» **Text**:
+ + +

This year was different; stuck to the plan, even though it felt a little slow, and put faith in what my legs are well trained to do with fatigue.

2014-10-26 07.56.22

Other tools in the game-day box: rainbows and a few mantras. This race wasn’t gonna go down without a lot of mental stamina.

Miles 1-8 were pretty unremarkable. We had beautiful fall views throughout Arlington and into Georgetown. It was warming up to the high of 65+ and everyone was happily in summer-style running gear.

A few things have changed since 2012, but the best upgrade was skipping MacArthur and turning right off the Key Bridge. We immediately headed into my stomping grounds: Rock Creek Park. You can’t have a bad run in RCP. The crowds were loud and dense, runners were happy!

Around mile 9 I needed my thoughts to calm down and the pace to feel a little easier. I needed mile 20 to be a little closer*, and I needed to zone out for a little while.

None of that really happened, but somehow I did manage to keep putting one foot in front of the other just fast enough to maintain an 8:00-8:15 pace.  I managed to carefully barrel my mind behind the wall, keeping it with me, not against me.

Choose courageNot comfort. 

MCM 2014_haines pt MCM 2014_mile 17
Photo credit, obviously:

There’s no explaining needed here – I think those faces speak for themselves.  I also think miles 10-17 of most marathons will always fall similarly along the spectrum of “uncomfortable”, no matter how the day is going.

In these moments: Your focus shifts from miles, paces, nutrition and frequency of aid stations to pour all the energy you can mightily muster to shut off the mind. It’s ready to quit long before your legs are trained to.

Right after we passed the Capital I briefly walked through the water station to dump blissfully chilled H2O on my head. That would be the last luxury of a  ‘break’ my legs got.*Kate was waiting for me right where I expected her (mile 19.5), with all the energy she reliably carries on the run.

+ + +

» **Extracted entries**:
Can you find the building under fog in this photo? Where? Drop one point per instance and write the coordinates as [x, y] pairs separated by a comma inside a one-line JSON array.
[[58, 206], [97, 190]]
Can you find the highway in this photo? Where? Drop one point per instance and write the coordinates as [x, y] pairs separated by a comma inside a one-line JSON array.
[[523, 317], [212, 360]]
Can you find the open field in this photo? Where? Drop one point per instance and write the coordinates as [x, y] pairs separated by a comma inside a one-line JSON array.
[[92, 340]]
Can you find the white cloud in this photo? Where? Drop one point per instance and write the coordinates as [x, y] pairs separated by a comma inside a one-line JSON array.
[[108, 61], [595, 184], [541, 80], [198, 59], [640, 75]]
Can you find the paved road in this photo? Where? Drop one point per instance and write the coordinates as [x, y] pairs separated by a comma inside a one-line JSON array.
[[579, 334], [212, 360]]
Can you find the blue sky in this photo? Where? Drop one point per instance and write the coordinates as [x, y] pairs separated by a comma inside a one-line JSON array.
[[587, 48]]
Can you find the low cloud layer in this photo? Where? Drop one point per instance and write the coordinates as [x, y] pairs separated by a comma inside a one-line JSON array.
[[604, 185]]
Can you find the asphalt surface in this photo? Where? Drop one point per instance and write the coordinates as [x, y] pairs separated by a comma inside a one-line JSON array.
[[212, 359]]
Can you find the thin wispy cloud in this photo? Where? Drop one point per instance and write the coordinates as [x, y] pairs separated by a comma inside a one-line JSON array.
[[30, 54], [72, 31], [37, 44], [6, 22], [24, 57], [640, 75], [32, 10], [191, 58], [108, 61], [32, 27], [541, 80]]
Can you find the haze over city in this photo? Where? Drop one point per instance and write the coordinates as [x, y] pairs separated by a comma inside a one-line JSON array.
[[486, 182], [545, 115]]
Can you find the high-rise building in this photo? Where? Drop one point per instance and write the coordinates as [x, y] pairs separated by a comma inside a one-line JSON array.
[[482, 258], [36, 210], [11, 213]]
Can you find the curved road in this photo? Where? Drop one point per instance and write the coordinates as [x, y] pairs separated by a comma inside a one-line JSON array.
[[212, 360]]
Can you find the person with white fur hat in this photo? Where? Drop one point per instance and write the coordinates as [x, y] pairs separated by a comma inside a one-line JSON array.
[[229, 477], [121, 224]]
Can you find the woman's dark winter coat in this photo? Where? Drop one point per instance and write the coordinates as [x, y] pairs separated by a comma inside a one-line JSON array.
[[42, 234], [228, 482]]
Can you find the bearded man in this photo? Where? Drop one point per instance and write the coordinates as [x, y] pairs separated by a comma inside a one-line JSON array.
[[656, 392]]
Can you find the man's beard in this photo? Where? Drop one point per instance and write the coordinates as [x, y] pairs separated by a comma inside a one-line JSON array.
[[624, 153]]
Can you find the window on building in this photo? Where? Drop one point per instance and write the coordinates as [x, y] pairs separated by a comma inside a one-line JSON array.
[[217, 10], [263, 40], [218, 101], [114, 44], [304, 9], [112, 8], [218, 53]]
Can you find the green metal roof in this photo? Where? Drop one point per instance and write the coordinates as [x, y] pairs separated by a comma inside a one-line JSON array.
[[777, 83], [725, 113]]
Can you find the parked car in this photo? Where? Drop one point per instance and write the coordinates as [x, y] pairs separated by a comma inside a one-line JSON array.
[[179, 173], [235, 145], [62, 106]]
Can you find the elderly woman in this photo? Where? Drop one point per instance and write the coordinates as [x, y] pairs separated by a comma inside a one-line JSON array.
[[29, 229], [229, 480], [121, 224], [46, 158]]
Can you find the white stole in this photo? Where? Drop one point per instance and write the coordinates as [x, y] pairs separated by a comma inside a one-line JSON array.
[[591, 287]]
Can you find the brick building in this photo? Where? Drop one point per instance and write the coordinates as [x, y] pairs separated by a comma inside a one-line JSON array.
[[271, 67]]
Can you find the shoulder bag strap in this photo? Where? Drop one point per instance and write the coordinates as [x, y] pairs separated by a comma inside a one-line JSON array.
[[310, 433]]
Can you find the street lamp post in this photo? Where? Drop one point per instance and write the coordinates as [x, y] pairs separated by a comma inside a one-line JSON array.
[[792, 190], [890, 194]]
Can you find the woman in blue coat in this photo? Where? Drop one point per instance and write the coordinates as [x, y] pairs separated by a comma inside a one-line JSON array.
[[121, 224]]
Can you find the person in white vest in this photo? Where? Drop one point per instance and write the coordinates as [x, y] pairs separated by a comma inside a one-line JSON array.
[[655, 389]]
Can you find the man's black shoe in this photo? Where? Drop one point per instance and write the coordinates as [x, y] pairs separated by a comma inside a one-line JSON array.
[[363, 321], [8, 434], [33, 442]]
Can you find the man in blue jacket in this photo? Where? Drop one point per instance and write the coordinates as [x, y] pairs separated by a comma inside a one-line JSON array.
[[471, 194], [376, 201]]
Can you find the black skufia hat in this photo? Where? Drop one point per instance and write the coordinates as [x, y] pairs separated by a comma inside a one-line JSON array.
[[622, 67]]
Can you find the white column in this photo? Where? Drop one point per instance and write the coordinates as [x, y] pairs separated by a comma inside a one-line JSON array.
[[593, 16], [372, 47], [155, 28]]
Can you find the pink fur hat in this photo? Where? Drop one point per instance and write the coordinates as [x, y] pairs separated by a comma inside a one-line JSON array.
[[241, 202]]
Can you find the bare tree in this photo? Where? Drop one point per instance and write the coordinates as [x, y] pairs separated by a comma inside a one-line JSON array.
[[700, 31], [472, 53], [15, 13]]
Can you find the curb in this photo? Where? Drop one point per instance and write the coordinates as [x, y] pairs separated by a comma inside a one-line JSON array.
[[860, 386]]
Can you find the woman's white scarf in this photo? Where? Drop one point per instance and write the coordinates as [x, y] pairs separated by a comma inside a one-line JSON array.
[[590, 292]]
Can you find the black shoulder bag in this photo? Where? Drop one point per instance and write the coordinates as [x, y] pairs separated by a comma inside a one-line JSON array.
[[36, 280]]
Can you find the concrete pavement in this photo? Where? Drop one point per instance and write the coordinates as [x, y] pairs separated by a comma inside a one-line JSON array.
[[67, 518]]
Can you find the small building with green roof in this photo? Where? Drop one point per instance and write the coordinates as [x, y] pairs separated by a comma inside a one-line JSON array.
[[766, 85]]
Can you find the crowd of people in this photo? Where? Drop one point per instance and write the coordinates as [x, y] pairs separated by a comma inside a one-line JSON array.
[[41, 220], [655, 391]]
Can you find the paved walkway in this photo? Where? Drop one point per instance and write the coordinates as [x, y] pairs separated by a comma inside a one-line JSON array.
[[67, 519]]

+ + +

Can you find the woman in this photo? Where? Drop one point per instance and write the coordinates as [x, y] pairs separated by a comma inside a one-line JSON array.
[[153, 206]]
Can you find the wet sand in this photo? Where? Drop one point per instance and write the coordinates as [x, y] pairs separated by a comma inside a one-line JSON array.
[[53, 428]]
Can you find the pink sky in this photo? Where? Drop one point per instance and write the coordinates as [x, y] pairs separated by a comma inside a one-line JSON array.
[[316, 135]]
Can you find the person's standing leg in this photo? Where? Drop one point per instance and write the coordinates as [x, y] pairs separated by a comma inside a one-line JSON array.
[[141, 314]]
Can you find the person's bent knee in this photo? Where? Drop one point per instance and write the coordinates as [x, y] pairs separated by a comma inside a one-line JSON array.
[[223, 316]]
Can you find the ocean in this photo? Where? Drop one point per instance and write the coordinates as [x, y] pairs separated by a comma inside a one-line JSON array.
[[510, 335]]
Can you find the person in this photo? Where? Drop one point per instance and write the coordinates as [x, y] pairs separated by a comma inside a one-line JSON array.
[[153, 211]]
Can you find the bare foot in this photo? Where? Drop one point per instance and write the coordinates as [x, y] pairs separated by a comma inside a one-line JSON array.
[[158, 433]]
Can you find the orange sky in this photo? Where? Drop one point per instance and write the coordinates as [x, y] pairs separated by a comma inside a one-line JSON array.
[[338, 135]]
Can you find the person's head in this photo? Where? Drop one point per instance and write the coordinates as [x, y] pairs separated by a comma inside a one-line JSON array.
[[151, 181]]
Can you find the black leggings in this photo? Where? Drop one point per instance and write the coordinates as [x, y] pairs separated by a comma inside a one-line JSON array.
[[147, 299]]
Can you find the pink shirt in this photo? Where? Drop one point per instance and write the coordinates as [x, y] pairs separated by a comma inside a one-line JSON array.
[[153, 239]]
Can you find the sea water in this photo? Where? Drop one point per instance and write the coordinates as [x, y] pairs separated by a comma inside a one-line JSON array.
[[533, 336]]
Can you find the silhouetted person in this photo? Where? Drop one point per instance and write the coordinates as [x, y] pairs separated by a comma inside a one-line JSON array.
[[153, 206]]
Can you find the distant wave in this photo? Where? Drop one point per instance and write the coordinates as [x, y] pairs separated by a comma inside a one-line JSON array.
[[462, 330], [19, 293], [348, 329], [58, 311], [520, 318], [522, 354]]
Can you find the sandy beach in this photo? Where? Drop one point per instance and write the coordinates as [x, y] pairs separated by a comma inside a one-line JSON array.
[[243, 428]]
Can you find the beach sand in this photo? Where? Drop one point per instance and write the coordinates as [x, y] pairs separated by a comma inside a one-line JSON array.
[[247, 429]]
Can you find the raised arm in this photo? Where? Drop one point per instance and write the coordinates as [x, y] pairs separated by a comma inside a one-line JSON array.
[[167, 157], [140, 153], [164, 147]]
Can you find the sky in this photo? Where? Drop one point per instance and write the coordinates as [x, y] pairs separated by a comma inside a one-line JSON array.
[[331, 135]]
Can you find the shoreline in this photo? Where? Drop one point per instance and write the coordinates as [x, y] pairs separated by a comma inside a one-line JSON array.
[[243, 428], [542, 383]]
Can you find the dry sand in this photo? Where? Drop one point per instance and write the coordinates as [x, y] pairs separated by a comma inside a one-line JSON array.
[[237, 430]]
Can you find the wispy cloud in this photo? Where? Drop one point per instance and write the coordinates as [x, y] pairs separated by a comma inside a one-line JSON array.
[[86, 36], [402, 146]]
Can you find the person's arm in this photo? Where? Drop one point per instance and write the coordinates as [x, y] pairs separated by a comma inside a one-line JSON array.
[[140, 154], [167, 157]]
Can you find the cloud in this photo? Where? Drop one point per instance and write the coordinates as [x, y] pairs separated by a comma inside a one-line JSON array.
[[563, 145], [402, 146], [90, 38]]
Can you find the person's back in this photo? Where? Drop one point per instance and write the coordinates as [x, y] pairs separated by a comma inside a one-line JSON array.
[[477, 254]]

+ + +

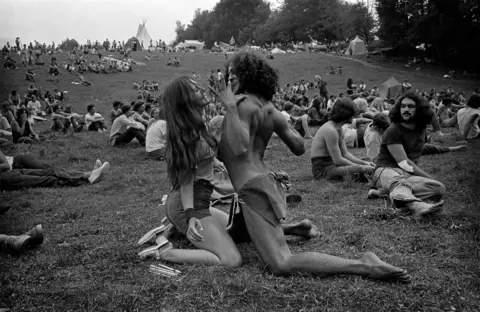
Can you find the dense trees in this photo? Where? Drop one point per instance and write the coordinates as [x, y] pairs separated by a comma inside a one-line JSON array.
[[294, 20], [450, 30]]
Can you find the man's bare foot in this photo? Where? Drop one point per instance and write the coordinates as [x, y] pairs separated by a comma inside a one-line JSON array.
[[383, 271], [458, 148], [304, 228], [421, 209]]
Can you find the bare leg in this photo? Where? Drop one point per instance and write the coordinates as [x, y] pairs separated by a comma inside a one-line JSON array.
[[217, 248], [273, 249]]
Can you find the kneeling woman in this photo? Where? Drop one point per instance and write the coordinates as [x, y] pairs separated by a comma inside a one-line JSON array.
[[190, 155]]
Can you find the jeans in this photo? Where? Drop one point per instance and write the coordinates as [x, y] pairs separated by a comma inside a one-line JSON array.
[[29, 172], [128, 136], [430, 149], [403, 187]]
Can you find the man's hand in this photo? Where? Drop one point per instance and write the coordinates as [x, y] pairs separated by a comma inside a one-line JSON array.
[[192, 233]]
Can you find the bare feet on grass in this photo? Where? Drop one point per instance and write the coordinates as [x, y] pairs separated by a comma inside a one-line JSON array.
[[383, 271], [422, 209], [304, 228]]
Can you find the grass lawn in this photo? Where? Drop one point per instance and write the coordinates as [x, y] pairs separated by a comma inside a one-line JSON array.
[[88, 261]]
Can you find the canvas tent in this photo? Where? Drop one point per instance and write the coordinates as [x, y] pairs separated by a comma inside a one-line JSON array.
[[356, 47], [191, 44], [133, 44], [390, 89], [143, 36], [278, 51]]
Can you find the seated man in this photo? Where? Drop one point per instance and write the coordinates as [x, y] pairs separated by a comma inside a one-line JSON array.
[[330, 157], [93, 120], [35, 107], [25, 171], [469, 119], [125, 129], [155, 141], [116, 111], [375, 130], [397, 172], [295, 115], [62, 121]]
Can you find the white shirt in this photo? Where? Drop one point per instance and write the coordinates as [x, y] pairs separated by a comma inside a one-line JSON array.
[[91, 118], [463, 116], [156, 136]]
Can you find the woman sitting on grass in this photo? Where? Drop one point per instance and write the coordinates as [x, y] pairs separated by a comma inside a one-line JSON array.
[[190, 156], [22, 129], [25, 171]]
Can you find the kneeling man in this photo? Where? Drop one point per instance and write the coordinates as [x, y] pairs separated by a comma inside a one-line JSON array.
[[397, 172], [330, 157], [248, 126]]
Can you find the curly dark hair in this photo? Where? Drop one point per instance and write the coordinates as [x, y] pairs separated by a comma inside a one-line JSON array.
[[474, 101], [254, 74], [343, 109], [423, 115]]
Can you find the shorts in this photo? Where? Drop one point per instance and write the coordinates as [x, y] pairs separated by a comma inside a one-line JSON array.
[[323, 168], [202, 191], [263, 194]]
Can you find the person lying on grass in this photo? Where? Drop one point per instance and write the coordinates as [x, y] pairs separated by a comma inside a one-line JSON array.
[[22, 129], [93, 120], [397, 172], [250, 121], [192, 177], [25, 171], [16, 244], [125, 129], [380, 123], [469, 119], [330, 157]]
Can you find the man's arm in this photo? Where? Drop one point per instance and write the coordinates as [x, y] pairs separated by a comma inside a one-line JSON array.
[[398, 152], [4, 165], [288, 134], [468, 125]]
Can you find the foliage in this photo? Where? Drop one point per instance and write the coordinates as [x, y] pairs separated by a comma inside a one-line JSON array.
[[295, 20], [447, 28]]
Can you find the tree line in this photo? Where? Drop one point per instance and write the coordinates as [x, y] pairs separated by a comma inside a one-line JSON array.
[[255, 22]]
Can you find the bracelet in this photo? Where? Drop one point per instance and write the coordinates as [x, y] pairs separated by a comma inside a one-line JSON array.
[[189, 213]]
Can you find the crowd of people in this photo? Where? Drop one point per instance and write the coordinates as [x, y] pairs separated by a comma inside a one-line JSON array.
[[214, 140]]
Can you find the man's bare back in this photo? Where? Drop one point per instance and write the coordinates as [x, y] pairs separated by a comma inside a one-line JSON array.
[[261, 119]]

+ + +

» **Problem A**:
Repeat the part of the race report starting with "In these moments: Your" and going on through "on the run.".
» **Problem B**:
Does the race report agree with each statement? Answer yes or no, quoting the words that decide it. (i) The first eight miles were fairly unremarkable. (ii) After the Key Bridge, the route went along MacArthur. (iii) Kate was waiting at mile 19.5.
The records aren't needed for anything here.

» **Worked solution A**:
In these moments: Your focus shifts from miles, paces, nutrition and frequency of aid stations to pour all the energy you can mightily muster to shut off the mind. It’s ready to quit long before your legs are trained to.

Right after we passed the Capital I briefly walked through the water station to dump blissfully chilled H2O on my head. That would be the last luxury of a  ‘break’ my legs got.*Kate was waiting for me right where I expected her (mile 19.5), with all the energy she reliably carries on the run.

» **Worked solution B**:
(i) Yes: "Miles 1-8 were pretty unremarkable."
(ii) No: "the best upgrade was skipping MacArthur and turning right off the Key Bridge."
(iii) Yes: "Kate was waiting for me right where I expected her (mile 19.5)"